→ TASK STATEMENT: Please rewrite the entries from the line with "the white baseboard" to the line with "320,298,342,338", keeping each request as it stands and scaling every bounding box coordinate in the answers by 2.25. Round each result to a whole number, with halves going up, and return only those lines.

══ INPUT ROWS ══

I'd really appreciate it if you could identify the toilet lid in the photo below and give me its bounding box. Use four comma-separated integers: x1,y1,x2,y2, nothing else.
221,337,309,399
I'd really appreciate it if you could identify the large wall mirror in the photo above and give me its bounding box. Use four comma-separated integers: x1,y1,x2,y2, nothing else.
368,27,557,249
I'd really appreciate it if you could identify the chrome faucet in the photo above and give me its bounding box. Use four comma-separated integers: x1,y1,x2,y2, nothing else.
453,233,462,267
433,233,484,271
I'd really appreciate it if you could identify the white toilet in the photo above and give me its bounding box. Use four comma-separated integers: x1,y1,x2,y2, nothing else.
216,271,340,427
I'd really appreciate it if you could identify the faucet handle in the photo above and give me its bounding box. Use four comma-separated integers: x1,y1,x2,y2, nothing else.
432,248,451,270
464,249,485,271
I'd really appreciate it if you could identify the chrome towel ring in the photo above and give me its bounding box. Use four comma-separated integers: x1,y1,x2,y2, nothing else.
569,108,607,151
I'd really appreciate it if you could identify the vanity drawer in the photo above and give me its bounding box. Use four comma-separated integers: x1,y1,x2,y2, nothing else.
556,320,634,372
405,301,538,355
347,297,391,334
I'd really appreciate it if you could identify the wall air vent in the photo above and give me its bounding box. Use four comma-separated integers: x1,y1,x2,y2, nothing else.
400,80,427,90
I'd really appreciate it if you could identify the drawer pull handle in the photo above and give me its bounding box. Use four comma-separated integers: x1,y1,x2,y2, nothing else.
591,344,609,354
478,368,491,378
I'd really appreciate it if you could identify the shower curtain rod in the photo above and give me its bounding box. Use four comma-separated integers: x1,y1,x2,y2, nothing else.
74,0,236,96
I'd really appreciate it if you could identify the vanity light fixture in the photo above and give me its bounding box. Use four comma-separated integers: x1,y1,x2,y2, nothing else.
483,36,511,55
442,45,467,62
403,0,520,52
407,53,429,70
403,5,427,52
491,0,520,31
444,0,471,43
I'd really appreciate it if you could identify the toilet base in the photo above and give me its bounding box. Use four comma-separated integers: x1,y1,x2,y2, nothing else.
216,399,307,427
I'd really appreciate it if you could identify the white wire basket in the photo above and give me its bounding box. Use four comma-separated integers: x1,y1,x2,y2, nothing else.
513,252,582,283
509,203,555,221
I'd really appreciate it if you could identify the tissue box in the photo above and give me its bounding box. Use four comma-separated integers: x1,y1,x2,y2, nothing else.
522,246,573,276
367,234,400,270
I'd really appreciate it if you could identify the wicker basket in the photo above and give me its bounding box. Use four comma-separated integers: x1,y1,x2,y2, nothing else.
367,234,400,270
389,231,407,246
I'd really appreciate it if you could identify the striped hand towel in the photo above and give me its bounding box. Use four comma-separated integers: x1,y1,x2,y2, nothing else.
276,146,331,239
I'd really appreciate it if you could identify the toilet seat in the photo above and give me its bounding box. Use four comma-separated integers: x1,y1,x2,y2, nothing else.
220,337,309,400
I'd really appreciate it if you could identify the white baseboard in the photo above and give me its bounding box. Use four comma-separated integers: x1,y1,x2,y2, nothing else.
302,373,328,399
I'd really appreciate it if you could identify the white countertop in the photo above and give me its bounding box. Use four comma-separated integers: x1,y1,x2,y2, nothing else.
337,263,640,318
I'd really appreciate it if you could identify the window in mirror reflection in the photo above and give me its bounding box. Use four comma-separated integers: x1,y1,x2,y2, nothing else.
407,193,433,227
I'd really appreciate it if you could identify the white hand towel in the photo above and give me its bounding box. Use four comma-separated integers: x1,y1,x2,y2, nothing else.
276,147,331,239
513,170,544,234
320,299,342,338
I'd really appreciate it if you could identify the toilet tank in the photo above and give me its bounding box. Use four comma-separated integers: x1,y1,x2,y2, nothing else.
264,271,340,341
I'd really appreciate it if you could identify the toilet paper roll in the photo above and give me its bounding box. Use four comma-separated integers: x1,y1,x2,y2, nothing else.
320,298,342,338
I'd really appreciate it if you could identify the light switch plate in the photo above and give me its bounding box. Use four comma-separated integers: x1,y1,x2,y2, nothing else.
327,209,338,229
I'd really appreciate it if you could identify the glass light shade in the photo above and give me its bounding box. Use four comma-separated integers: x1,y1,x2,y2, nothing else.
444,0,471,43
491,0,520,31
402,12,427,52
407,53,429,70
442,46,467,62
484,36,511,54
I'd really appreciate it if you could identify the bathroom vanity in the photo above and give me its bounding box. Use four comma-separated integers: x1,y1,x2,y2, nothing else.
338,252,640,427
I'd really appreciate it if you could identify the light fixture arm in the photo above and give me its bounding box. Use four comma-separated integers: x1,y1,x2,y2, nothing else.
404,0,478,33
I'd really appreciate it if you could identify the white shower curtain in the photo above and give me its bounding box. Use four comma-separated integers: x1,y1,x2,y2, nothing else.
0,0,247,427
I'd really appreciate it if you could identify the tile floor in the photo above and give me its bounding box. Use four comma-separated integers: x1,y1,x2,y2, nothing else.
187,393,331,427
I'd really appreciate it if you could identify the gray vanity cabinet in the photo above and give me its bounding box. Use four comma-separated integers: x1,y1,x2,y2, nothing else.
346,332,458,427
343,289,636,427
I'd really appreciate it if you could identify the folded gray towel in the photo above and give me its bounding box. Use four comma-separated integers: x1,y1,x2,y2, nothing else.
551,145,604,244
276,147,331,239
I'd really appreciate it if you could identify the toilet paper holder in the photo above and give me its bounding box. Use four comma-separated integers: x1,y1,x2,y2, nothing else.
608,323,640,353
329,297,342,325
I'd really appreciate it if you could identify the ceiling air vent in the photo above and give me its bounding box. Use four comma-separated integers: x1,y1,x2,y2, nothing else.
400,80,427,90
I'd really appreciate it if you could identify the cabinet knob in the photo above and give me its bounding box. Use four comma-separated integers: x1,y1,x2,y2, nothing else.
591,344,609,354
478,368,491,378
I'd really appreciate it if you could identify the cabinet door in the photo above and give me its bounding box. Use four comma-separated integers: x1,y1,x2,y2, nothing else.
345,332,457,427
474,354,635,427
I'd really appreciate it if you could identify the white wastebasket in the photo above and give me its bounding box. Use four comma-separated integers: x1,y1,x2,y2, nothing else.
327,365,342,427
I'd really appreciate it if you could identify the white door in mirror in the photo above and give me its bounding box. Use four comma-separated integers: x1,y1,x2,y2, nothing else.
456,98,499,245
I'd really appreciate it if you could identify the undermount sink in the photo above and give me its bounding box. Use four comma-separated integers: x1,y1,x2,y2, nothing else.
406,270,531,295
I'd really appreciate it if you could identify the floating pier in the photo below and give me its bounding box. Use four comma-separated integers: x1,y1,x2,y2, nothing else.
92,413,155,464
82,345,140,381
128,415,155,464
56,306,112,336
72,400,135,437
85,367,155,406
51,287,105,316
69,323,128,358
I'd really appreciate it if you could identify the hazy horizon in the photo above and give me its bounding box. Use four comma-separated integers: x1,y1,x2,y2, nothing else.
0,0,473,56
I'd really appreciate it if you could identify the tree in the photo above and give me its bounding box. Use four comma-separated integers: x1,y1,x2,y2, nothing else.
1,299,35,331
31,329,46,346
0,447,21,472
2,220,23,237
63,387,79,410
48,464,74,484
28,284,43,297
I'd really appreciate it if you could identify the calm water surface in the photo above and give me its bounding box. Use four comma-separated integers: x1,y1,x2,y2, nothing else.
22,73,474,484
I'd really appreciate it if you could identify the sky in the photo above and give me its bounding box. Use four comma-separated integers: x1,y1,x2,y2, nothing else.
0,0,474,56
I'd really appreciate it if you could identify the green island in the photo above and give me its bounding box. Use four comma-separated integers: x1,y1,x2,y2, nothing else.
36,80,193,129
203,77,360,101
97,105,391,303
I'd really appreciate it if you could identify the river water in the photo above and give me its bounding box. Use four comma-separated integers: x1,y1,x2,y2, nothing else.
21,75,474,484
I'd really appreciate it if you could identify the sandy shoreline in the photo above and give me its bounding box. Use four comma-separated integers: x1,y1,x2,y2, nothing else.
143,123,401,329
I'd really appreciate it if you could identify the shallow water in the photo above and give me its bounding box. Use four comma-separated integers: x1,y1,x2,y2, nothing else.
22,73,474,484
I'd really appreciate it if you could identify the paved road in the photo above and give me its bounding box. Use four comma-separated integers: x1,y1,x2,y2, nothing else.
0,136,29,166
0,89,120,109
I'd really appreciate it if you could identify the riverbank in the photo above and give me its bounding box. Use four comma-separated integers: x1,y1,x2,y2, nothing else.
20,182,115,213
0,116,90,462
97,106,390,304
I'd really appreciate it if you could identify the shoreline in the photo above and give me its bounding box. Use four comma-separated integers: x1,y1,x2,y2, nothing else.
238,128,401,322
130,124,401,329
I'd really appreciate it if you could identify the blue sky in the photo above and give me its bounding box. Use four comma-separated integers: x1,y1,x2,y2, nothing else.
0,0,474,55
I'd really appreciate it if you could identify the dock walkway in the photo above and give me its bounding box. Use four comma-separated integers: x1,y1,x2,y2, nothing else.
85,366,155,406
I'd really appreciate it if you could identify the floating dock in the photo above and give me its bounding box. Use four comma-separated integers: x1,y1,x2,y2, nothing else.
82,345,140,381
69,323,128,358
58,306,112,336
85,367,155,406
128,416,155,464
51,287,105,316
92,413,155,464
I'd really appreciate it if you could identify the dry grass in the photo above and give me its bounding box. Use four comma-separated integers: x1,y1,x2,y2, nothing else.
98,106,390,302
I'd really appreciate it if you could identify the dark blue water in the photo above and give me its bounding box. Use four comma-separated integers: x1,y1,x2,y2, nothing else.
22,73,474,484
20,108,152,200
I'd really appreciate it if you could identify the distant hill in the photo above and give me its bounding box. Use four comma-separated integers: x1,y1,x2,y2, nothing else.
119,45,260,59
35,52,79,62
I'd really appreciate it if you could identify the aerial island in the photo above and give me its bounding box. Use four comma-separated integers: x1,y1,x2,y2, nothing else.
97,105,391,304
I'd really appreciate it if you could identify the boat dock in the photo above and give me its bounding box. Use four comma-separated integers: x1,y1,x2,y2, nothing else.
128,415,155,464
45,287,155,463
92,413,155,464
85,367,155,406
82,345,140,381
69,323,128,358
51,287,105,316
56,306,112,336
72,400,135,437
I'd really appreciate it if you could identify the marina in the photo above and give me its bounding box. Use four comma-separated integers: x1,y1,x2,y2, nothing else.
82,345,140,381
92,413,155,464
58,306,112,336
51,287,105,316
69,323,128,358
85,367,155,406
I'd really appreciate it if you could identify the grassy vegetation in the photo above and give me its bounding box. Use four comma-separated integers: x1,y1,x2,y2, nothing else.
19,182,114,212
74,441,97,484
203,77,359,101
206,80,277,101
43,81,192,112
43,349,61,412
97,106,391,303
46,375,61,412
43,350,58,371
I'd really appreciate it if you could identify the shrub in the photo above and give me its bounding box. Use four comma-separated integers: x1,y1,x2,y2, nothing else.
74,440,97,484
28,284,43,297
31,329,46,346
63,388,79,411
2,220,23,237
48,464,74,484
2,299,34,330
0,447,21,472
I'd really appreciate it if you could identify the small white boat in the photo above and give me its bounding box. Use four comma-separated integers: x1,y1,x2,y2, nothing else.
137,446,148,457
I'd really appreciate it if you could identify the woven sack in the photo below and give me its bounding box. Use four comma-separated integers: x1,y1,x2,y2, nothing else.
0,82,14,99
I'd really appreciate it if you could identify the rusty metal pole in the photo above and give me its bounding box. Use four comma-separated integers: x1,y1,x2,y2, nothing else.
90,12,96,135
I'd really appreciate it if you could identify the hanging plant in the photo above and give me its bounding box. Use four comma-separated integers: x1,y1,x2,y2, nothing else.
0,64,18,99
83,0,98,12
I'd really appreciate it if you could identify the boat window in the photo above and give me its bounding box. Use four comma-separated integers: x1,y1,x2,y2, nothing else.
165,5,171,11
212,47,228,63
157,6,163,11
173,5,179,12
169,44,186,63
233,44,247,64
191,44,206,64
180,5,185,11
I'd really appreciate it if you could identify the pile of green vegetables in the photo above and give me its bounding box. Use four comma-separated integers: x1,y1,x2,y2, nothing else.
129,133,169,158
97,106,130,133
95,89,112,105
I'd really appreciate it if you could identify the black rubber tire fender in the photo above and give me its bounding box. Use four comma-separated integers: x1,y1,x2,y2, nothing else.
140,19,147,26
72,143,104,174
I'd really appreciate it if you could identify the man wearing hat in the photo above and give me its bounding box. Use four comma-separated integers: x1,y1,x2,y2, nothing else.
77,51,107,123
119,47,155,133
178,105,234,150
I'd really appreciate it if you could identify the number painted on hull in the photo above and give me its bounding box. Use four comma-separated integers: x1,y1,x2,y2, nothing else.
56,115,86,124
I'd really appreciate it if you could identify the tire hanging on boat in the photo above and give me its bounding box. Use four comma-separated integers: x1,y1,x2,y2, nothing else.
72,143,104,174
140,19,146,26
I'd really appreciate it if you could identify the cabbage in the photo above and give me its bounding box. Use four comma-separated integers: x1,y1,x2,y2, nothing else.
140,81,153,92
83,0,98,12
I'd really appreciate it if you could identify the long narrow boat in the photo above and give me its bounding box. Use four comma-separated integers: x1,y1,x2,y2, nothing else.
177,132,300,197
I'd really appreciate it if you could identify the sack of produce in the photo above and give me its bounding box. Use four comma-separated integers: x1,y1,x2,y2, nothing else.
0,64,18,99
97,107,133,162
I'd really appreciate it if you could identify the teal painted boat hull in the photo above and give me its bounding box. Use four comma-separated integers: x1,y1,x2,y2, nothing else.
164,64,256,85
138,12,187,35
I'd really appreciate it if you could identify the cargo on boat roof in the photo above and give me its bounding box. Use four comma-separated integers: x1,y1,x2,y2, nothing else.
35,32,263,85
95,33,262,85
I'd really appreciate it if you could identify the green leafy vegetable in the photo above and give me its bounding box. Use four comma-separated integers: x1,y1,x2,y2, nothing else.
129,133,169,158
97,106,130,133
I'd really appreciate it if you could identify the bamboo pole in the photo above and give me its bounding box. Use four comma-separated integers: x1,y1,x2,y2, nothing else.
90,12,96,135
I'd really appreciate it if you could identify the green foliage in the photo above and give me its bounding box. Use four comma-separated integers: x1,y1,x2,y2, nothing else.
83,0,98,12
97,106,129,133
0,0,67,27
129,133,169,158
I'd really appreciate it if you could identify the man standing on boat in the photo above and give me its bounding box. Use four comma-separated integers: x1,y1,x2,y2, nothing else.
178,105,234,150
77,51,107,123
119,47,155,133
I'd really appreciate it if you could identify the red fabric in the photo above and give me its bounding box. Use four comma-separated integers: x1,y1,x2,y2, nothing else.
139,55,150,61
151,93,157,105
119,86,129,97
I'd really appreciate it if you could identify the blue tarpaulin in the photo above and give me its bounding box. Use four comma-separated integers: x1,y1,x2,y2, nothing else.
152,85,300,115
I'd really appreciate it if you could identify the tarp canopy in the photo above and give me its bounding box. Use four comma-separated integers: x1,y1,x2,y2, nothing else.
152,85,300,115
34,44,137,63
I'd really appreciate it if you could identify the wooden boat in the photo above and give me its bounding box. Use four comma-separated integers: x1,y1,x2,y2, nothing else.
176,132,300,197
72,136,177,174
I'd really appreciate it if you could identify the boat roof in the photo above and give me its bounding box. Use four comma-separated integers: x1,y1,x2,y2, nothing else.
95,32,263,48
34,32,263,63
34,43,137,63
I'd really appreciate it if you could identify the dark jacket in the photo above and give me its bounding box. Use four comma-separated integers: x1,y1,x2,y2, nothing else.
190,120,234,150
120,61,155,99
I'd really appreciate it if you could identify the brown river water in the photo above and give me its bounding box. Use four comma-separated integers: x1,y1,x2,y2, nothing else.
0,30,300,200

═══

→ SOLUTION FOR THIS EXERCISE:
I'd really appreciate it if you could identify the white baseboard in the photo above and give me its bounding box. Use four comma-separated integers: x1,y1,x2,y2, nothing else.
680,839,738,898
I'd really appreciate it if you could identify the white countertop in the photo above and give me its bounding box. Use four comma-separated integers: x1,y1,x2,y2, nothing else.
758,592,1440,716
I'd really appreciate it if you could identify the window in mirror reflection in the photo above and give me its bounding box. Use four comma-separated integers: x1,y1,x2,y2, nothing else.
916,434,974,511
I'd really appreciate it if you could identify the white hand towel in the photo above and give me its bounding box. Use four comma-separated integers: x1,y1,x2,y2, nothing else.
621,331,745,538
1154,383,1224,527
720,673,770,761
I'd really appreciate it if you could identify the toilet tank in the photo above and give me its bounding box. Use four comma-separated integers: x1,y1,x2,y2, nothing else.
594,610,765,767
I'd really appreciate it if you could identify the toilet paper roll in the photo above and give me its bounding box. Use four comma-separated integers: x1,y1,x2,y2, nothing else.
720,671,770,761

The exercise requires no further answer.